• _WHAT YOU WILL DO_
Format every line of the items below as a numbered list, leaving out any blank lines.
[Begin MATERIAL SUPPLIED]
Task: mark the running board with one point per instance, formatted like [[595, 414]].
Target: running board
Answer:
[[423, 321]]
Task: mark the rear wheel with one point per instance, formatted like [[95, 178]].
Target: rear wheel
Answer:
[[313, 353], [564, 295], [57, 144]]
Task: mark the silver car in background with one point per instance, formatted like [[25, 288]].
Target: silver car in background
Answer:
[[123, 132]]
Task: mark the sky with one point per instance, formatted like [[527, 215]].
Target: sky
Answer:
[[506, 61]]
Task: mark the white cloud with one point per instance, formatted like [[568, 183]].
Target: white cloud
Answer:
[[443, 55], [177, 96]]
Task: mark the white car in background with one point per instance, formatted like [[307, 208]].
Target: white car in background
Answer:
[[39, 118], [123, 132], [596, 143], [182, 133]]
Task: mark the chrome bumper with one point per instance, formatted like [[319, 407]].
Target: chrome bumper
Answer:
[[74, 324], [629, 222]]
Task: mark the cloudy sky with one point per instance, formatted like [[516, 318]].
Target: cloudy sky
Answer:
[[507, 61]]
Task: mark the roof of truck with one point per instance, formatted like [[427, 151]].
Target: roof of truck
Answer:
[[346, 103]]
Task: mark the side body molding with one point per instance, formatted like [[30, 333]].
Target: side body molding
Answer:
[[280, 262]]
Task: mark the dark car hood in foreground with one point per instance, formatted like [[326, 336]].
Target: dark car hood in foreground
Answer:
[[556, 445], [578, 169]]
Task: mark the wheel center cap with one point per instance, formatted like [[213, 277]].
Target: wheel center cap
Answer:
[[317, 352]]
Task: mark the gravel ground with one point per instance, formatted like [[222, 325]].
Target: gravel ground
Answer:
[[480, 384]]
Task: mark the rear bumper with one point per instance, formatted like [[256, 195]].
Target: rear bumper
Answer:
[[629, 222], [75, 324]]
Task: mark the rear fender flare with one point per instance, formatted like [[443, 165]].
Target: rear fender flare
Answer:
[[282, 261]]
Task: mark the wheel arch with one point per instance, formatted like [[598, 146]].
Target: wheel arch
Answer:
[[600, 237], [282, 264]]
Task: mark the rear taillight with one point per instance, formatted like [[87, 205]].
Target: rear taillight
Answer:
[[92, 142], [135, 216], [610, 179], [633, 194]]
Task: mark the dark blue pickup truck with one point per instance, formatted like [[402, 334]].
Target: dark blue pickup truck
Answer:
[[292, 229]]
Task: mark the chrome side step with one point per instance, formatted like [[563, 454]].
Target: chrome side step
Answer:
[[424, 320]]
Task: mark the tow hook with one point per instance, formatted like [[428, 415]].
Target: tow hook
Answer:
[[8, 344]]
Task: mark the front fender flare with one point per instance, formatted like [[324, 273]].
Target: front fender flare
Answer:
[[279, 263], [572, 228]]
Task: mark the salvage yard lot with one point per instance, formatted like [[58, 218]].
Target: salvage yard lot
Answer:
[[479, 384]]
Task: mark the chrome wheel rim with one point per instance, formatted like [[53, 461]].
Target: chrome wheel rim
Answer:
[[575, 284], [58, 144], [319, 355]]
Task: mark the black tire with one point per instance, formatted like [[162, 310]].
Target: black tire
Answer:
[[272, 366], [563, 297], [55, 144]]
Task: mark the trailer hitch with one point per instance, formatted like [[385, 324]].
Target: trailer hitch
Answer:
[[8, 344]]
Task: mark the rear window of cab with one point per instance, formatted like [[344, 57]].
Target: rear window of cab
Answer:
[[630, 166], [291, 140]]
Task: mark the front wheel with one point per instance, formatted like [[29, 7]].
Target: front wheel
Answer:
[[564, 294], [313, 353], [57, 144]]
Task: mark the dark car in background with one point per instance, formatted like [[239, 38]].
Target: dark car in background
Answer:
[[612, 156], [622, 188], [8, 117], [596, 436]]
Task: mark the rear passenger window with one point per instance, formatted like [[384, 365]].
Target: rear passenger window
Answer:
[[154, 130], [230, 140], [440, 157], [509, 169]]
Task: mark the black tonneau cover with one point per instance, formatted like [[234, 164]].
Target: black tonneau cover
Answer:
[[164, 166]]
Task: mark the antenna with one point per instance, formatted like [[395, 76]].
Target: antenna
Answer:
[End MATERIAL SUPPLIED]
• _EXPECTED ANSWER_
1. Task: mark the running board with one point per instance, formatted like [[595, 414]].
2. Target: running board
3. Answer:
4. [[423, 321]]
5. Task: mark the rear wheel with one point per instance, formatted like [[95, 178]].
6. Target: rear wheel
7. Answer:
8. [[313, 353], [564, 295], [57, 144]]
9. Task: mark the silver car in background with one point per instance, formatted like [[25, 288]].
10. Target: silver car in background
11. Answer:
12. [[123, 132]]
13. Task: mark the sky with one point per instance, formatted like [[527, 215]].
14. Target: sky
15. Answer:
16. [[506, 61]]
17. Task: mark the white cloud with one point per instance, formatted like [[568, 183]].
18. Target: white cloud
19. Answer:
20. [[443, 55], [177, 96]]
21. Task: mark the white car in background with one point per instance, formatted like [[307, 208]].
22. Target: white car in background
23. Answer:
24. [[39, 118], [123, 132], [596, 143], [182, 133]]
25. Task: mark the chrome bumper with one point per instance, formatted like [[319, 407]].
26. Target: chrome bumper
27. Answer:
28. [[74, 324], [629, 222]]
29. Task: mark the cloudy sky with one point per instance, formatted like [[516, 318]].
30. Target: cloudy sky
31. Answer:
32. [[507, 61]]
33. Task: mark the roof of truck with one point per instance, formatted like [[427, 151]].
34. Target: roof of truck
35. Answer:
36. [[346, 103]]
37. Task: mark the side body molding with one point per instance, formatted like [[30, 333]].
38. Target: side body molding
39. Answer:
40. [[280, 262]]
41. Task: mark the dark car hood in foreground with one point per instance, formatted like [[326, 336]].
42. Target: dark car hood in foreground
43. Answer:
44. [[556, 445], [578, 169]]
45. Task: mark the wheel center cap with one point per instance, formatted like [[213, 277]].
46. Target: wheel center cap
47. Answer:
48. [[317, 352]]
49. Task: mark the gravel ground with one point per instance, formatted like [[222, 325]].
50. Target: gravel ground
51. Answer:
52. [[480, 384]]
53. Task: mark the rear bumper with one point per instance, formatted like [[256, 195]].
54. Target: rear bumper
55. Answer:
56. [[629, 222], [75, 324]]
57. Task: mark the rear fender flare with one point per instance, formatted like [[443, 165]].
58. Target: rear fender flare
59. Answer:
60. [[282, 261]]
61. Task: mark the wheel arch with one point per instance, formatted like [[598, 146]].
62. Target: wheel arch
63. Answer:
64. [[600, 237], [282, 264]]
65. Task: mark the rear taillight with one point per instance, formatted like [[87, 205]].
66. Target: rear taillight
67. Answer:
68. [[92, 142], [135, 216], [610, 179], [633, 194]]
69. Task: mark the dark blue pickup truck with one point per instance, formatted like [[402, 334]].
70. Target: dark blue pickup truck
71. Answer:
72. [[292, 229]]
73. Task: mark the chrome side step with one point per instance, formatted like [[563, 454]].
74. Target: chrome side step
75. Answer:
76. [[424, 320]]
77. Task: mark the tow hook with one point per instance, formatted like [[428, 415]].
78. Target: tow hook
79. Answer:
80. [[8, 344]]
81. Task: mark the front fender flare with one point per instance, formatted like [[324, 273]].
82. Target: front fender flare
83. Answer:
84. [[279, 263], [572, 228]]
85. Task: mark the salvage yard lot with one point per instance, formatted like [[58, 218]].
86. Target: salvage yard lot
87. Answer:
88. [[479, 384]]
89. Task: mark the chrome wheel rim with one point per instance, formatted like [[53, 461]].
90. Target: chrome wheel rim
91. Answer:
92. [[575, 284], [58, 144], [319, 355]]
93. Task: mark the black tire with one point per instance, formatted like [[162, 310]].
94. Target: black tire
95. Answer:
96. [[272, 366], [563, 297], [55, 144]]
97. Task: mark the trailer hitch with one point per instance, formatted like [[385, 324]].
98. Target: trailer hitch
99. Answer:
100. [[8, 344]]
101. Task: mark the rear window of cab with one point per instance, formatted like [[344, 57]].
102. Target: rear window of cab
103. Answer:
104. [[630, 166], [291, 140]]
105. Task: mark the front wheel with one point per instance, formatted like [[29, 7]].
106. Target: front wheel
107. Answer:
108. [[564, 294], [313, 353], [57, 144]]
109. Task: mark the dark car in background with one point per instance, formatted like [[239, 38]].
110. Target: dark car in background
111. Answer:
112. [[612, 156], [622, 188], [8, 117], [596, 436]]
113. Task: mark the rear passenger window with one point per instance, formatted like [[384, 365]].
114. Target: rear passenger window
115. Answer:
116. [[154, 130], [230, 140], [440, 157], [509, 169]]
117. Task: mark the black tonneau cover with one point per instance, formatted like [[234, 164]].
118. Target: black tonneau cover
119. Answer:
120. [[164, 166]]
121. Task: mark the antenna with one point per instance, formatted like [[395, 76]].
122. Target: antenna
123. Answer:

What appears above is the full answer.